Goal of the exercise — Could you retype only the lines from the one containing "honestly just need someone to tell me where the asphalt" through the final line of the entries, both included, skipping any images?

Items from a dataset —
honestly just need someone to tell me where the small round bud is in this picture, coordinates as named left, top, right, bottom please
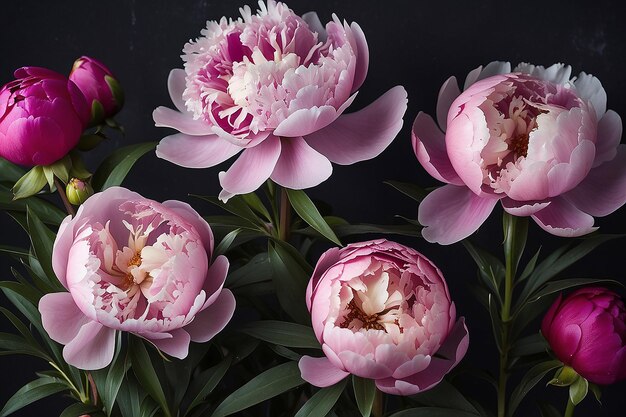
left=66, top=178, right=94, bottom=205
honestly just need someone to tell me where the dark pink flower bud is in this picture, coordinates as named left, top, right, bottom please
left=542, top=287, right=626, bottom=385
left=0, top=67, right=89, bottom=167
left=69, top=56, right=124, bottom=124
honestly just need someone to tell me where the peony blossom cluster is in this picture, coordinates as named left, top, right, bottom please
left=299, top=240, right=468, bottom=395
left=39, top=187, right=235, bottom=370
left=413, top=62, right=626, bottom=244
left=154, top=0, right=407, bottom=200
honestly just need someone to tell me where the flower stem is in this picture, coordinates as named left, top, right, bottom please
left=497, top=212, right=524, bottom=417
left=372, top=388, right=384, bottom=417
left=278, top=186, right=291, bottom=241
left=54, top=177, right=75, bottom=217
left=564, top=397, right=576, bottom=417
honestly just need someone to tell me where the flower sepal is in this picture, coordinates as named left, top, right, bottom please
left=547, top=365, right=602, bottom=406
left=12, top=156, right=72, bottom=200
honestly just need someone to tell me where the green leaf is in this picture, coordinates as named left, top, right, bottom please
left=294, top=379, right=347, bottom=417
left=0, top=158, right=25, bottom=183
left=528, top=278, right=622, bottom=303
left=384, top=180, right=428, bottom=202
left=411, top=379, right=479, bottom=414
left=101, top=333, right=128, bottom=416
left=548, top=366, right=579, bottom=387
left=49, top=155, right=72, bottom=184
left=589, top=383, right=602, bottom=404
left=0, top=332, right=48, bottom=359
left=227, top=253, right=271, bottom=289
left=569, top=376, right=588, bottom=405
left=59, top=403, right=101, bottom=417
left=0, top=184, right=66, bottom=225
left=211, top=361, right=304, bottom=417
left=116, top=375, right=145, bottom=417
left=27, top=207, right=63, bottom=290
left=537, top=402, right=561, bottom=417
left=518, top=248, right=541, bottom=283
left=185, top=356, right=232, bottom=415
left=353, top=376, right=376, bottom=417
left=503, top=213, right=528, bottom=278
left=285, top=189, right=341, bottom=246
left=92, top=142, right=156, bottom=191
left=507, top=360, right=562, bottom=417
left=240, top=321, right=320, bottom=349
left=0, top=245, right=29, bottom=260
left=129, top=337, right=171, bottom=417
left=389, top=408, right=480, bottom=417
left=0, top=307, right=41, bottom=348
left=11, top=166, right=47, bottom=200
left=0, top=378, right=68, bottom=416
left=194, top=195, right=267, bottom=230
left=463, top=241, right=504, bottom=304
left=334, top=223, right=421, bottom=238
left=268, top=242, right=310, bottom=324
left=241, top=192, right=272, bottom=222
left=509, top=333, right=549, bottom=358
left=214, top=228, right=242, bottom=258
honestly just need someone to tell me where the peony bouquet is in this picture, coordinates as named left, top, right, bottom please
left=1, top=1, right=625, bottom=417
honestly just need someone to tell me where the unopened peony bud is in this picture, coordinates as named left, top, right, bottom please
left=70, top=56, right=123, bottom=125
left=65, top=178, right=94, bottom=205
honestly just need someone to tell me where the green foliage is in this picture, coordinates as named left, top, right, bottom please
left=353, top=376, right=376, bottom=417
left=294, top=379, right=347, bottom=417
left=92, top=142, right=156, bottom=191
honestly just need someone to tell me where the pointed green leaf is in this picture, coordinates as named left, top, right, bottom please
left=193, top=195, right=267, bottom=230
left=129, top=337, right=171, bottom=417
left=12, top=166, right=47, bottom=200
left=0, top=158, right=25, bottom=183
left=268, top=242, right=310, bottom=324
left=0, top=184, right=66, bottom=225
left=27, top=207, right=62, bottom=289
left=389, top=408, right=480, bottom=417
left=507, top=360, right=562, bottom=417
left=92, top=142, right=156, bottom=191
left=384, top=180, right=428, bottom=202
left=241, top=192, right=272, bottom=222
left=285, top=189, right=341, bottom=246
left=353, top=376, right=376, bottom=417
left=528, top=278, right=622, bottom=303
left=240, top=321, right=320, bottom=349
left=211, top=361, right=304, bottom=417
left=294, top=379, right=347, bottom=417
left=0, top=378, right=68, bottom=417
left=185, top=356, right=232, bottom=415
left=214, top=228, right=242, bottom=258
left=59, top=403, right=101, bottom=417
left=411, top=379, right=479, bottom=414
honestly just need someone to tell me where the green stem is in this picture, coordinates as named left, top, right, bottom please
left=564, top=397, right=576, bottom=417
left=54, top=177, right=75, bottom=217
left=278, top=186, right=291, bottom=241
left=498, top=212, right=521, bottom=417
left=372, top=388, right=384, bottom=417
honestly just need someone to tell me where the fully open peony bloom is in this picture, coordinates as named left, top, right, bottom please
left=542, top=287, right=626, bottom=385
left=0, top=67, right=89, bottom=167
left=154, top=0, right=407, bottom=200
left=299, top=240, right=468, bottom=395
left=39, top=187, right=235, bottom=370
left=413, top=62, right=626, bottom=244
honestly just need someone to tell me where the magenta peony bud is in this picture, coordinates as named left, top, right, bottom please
left=542, top=287, right=626, bottom=385
left=0, top=67, right=90, bottom=167
left=69, top=56, right=124, bottom=124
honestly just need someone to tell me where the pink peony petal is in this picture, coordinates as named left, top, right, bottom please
left=167, top=69, right=188, bottom=113
left=349, top=22, right=369, bottom=93
left=153, top=106, right=214, bottom=136
left=531, top=197, right=597, bottom=237
left=305, top=86, right=407, bottom=165
left=301, top=12, right=326, bottom=40
left=514, top=63, right=572, bottom=86
left=273, top=105, right=342, bottom=138
left=51, top=215, right=74, bottom=289
left=475, top=61, right=511, bottom=83
left=185, top=289, right=236, bottom=343
left=299, top=356, right=350, bottom=387
left=156, top=133, right=241, bottom=169
left=593, top=110, right=622, bottom=167
left=148, top=328, right=191, bottom=359
left=338, top=350, right=391, bottom=379
left=412, top=112, right=463, bottom=185
left=63, top=321, right=116, bottom=370
left=162, top=200, right=215, bottom=254
left=270, top=137, right=332, bottom=189
left=218, top=137, right=281, bottom=197
left=202, top=255, right=230, bottom=308
left=501, top=198, right=551, bottom=216
left=418, top=185, right=499, bottom=245
left=39, top=292, right=91, bottom=344
left=463, top=65, right=483, bottom=90
left=564, top=146, right=626, bottom=217
left=436, top=77, right=461, bottom=132
left=574, top=72, right=607, bottom=120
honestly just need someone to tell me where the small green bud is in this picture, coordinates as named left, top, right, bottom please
left=66, top=178, right=94, bottom=205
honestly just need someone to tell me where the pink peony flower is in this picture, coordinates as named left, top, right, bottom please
left=69, top=56, right=124, bottom=123
left=542, top=287, right=626, bottom=385
left=38, top=187, right=235, bottom=370
left=299, top=239, right=468, bottom=395
left=413, top=62, right=626, bottom=244
left=154, top=0, right=407, bottom=200
left=0, top=67, right=89, bottom=167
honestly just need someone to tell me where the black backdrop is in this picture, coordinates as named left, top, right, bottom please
left=1, top=0, right=626, bottom=416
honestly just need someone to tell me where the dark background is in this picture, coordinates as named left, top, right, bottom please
left=1, top=0, right=626, bottom=415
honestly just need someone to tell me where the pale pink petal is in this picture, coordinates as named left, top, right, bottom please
left=445, top=113, right=486, bottom=194
left=156, top=133, right=241, bottom=169
left=392, top=354, right=432, bottom=380
left=338, top=350, right=391, bottom=379
left=531, top=197, right=598, bottom=237
left=51, top=215, right=73, bottom=289
left=305, top=86, right=407, bottom=165
left=514, top=63, right=572, bottom=85
left=463, top=65, right=483, bottom=90
left=270, top=137, right=332, bottom=189
left=63, top=321, right=116, bottom=370
left=299, top=356, right=349, bottom=387
left=302, top=12, right=326, bottom=40
left=594, top=110, right=622, bottom=167
left=218, top=137, right=281, bottom=196
left=475, top=61, right=511, bottom=82
left=202, top=255, right=230, bottom=308
left=153, top=107, right=214, bottom=136
left=412, top=112, right=463, bottom=186
left=436, top=77, right=461, bottom=132
left=546, top=140, right=596, bottom=197
left=39, top=292, right=91, bottom=344
left=185, top=289, right=236, bottom=343
left=167, top=69, right=187, bottom=113
left=418, top=185, right=499, bottom=245
left=147, top=329, right=191, bottom=359
left=574, top=72, right=607, bottom=120
left=501, top=198, right=551, bottom=216
left=565, top=146, right=626, bottom=217
left=162, top=200, right=215, bottom=253
left=349, top=22, right=368, bottom=93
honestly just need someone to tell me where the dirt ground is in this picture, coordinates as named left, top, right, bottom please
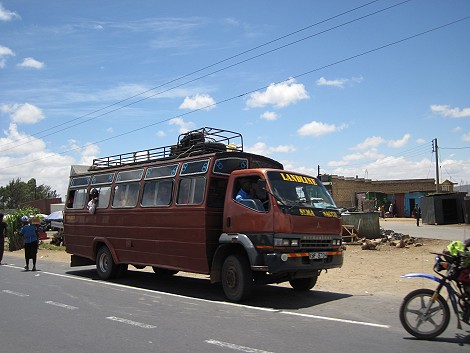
left=4, top=234, right=450, bottom=296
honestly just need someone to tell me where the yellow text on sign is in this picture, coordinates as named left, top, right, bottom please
left=280, top=173, right=317, bottom=185
left=299, top=208, right=315, bottom=216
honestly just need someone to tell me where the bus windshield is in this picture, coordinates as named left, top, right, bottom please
left=266, top=171, right=336, bottom=210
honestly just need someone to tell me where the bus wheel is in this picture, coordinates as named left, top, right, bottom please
left=152, top=267, right=178, bottom=278
left=96, top=246, right=118, bottom=280
left=289, top=275, right=318, bottom=291
left=221, top=254, right=253, bottom=302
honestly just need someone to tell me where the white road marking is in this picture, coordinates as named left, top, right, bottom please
left=205, top=339, right=274, bottom=353
left=45, top=301, right=78, bottom=310
left=280, top=311, right=390, bottom=328
left=2, top=289, right=29, bottom=297
left=106, top=316, right=156, bottom=329
left=3, top=264, right=390, bottom=329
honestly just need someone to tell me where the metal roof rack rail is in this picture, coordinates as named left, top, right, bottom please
left=90, top=127, right=243, bottom=170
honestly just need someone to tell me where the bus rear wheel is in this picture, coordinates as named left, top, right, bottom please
left=96, top=246, right=118, bottom=280
left=221, top=254, right=253, bottom=302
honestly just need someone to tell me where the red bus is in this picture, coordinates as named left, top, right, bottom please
left=64, top=127, right=343, bottom=301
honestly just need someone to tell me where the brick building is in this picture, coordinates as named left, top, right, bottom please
left=322, top=175, right=436, bottom=217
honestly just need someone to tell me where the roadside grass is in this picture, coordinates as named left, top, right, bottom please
left=39, top=242, right=65, bottom=251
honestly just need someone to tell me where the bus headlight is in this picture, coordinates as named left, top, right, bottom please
left=274, top=238, right=299, bottom=247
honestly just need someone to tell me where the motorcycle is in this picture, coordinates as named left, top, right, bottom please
left=399, top=247, right=470, bottom=339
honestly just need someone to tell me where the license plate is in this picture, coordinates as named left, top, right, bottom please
left=309, top=252, right=327, bottom=260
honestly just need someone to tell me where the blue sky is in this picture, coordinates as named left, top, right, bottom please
left=1, top=0, right=469, bottom=198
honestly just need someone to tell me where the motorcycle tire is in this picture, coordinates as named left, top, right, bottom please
left=399, top=288, right=450, bottom=340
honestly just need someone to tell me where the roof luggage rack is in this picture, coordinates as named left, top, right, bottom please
left=91, top=127, right=243, bottom=170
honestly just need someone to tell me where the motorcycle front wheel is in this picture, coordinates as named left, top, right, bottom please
left=399, top=288, right=450, bottom=340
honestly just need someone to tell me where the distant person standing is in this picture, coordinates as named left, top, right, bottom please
left=19, top=216, right=39, bottom=271
left=0, top=213, right=7, bottom=265
left=412, top=205, right=421, bottom=227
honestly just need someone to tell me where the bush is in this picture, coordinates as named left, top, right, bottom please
left=5, top=207, right=39, bottom=251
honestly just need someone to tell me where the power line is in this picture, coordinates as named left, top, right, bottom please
left=1, top=0, right=409, bottom=154
left=5, top=15, right=469, bottom=170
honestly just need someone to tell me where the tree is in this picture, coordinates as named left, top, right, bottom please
left=0, top=178, right=59, bottom=209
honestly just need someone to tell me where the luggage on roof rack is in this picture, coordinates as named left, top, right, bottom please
left=91, top=127, right=243, bottom=169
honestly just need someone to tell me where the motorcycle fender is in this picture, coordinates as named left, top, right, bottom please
left=401, top=272, right=442, bottom=283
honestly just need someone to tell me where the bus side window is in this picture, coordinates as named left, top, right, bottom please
left=177, top=177, right=205, bottom=205
left=113, top=182, right=139, bottom=208
left=97, top=186, right=111, bottom=208
left=67, top=189, right=87, bottom=209
left=142, top=180, right=173, bottom=207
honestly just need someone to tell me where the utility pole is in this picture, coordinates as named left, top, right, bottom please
left=432, top=138, right=439, bottom=192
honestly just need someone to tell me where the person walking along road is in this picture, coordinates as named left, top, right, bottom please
left=19, top=216, right=39, bottom=271
left=412, top=205, right=421, bottom=227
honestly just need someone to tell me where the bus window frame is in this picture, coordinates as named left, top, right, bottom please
left=145, top=164, right=179, bottom=180
left=67, top=188, right=88, bottom=209
left=212, top=157, right=248, bottom=176
left=112, top=182, right=141, bottom=208
left=176, top=176, right=206, bottom=205
left=94, top=186, right=112, bottom=209
left=180, top=159, right=210, bottom=176
left=141, top=179, right=174, bottom=207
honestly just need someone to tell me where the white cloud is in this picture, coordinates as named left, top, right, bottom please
left=1, top=103, right=45, bottom=124
left=169, top=118, right=194, bottom=133
left=246, top=142, right=296, bottom=156
left=416, top=138, right=426, bottom=144
left=388, top=133, right=411, bottom=148
left=297, top=121, right=348, bottom=137
left=260, top=111, right=278, bottom=121
left=0, top=45, right=15, bottom=68
left=0, top=3, right=20, bottom=21
left=246, top=78, right=309, bottom=108
left=431, top=104, right=470, bottom=118
left=0, top=127, right=97, bottom=198
left=17, top=57, right=45, bottom=69
left=316, top=77, right=347, bottom=88
left=79, top=143, right=100, bottom=165
left=316, top=76, right=363, bottom=88
left=353, top=136, right=385, bottom=150
left=179, top=94, right=216, bottom=111
left=0, top=123, right=46, bottom=154
left=462, top=132, right=470, bottom=142
left=328, top=148, right=384, bottom=167
left=156, top=130, right=166, bottom=137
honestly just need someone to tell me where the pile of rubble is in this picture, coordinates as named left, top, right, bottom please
left=358, top=228, right=423, bottom=250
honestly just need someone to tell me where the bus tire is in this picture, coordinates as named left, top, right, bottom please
left=96, top=246, right=118, bottom=280
left=289, top=275, right=318, bottom=291
left=221, top=254, right=253, bottom=302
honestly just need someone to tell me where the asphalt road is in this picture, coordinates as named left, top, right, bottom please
left=379, top=218, right=470, bottom=242
left=1, top=255, right=468, bottom=353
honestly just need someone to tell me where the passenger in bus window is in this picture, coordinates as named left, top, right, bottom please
left=87, top=188, right=99, bottom=214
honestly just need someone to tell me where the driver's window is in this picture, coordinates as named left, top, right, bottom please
left=233, top=177, right=269, bottom=212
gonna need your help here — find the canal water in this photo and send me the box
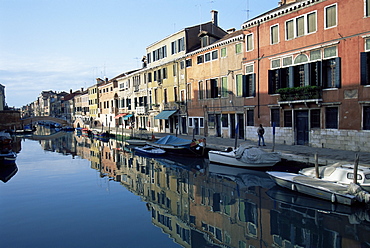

Exercise response —
honestly just need someone to tell me where the asphalt road is in this picture, coordinates as named left, top, right, bottom please
left=379, top=218, right=470, bottom=242
left=1, top=255, right=468, bottom=353
honestly just need someone to tell me where the passenger in bus window is in this picture, coordinates as named left, top, right, bottom please
left=87, top=188, right=99, bottom=214
honestly just need someone to tell me where the driver's window is in this picture, coordinates as named left, top, right, bottom please
left=233, top=177, right=269, bottom=212
gonna need your help here — find the canal water in this photo and send me the box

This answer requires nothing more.